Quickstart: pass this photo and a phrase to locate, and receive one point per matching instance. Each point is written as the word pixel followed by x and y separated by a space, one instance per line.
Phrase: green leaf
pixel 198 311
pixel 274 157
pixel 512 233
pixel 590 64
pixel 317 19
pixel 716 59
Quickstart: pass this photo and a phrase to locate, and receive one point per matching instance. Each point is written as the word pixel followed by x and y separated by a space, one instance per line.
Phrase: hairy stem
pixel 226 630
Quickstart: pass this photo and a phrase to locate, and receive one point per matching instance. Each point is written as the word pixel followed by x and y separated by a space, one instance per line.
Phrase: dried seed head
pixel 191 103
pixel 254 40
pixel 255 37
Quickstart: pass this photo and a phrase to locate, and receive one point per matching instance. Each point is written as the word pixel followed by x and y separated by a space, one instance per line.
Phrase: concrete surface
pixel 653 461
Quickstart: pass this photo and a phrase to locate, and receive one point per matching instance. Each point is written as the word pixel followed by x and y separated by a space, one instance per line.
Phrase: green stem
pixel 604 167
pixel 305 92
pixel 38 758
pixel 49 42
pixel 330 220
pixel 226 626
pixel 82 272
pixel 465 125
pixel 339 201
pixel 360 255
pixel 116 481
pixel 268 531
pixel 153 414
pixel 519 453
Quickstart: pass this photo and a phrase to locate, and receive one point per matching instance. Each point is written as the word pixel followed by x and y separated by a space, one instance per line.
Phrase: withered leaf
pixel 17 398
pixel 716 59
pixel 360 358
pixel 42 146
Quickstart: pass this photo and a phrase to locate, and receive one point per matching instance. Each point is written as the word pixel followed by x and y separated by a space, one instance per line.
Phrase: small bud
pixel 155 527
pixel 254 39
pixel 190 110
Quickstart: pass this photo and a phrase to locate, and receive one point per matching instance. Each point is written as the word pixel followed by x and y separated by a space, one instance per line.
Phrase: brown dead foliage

TO DO >> Gather every line of the data above that contains the string "green" and copy each one in full. The match is case-sensitive.

ANSWER TO THIS PROBLEM >>
Phrase: green leaf
Phrase: green stem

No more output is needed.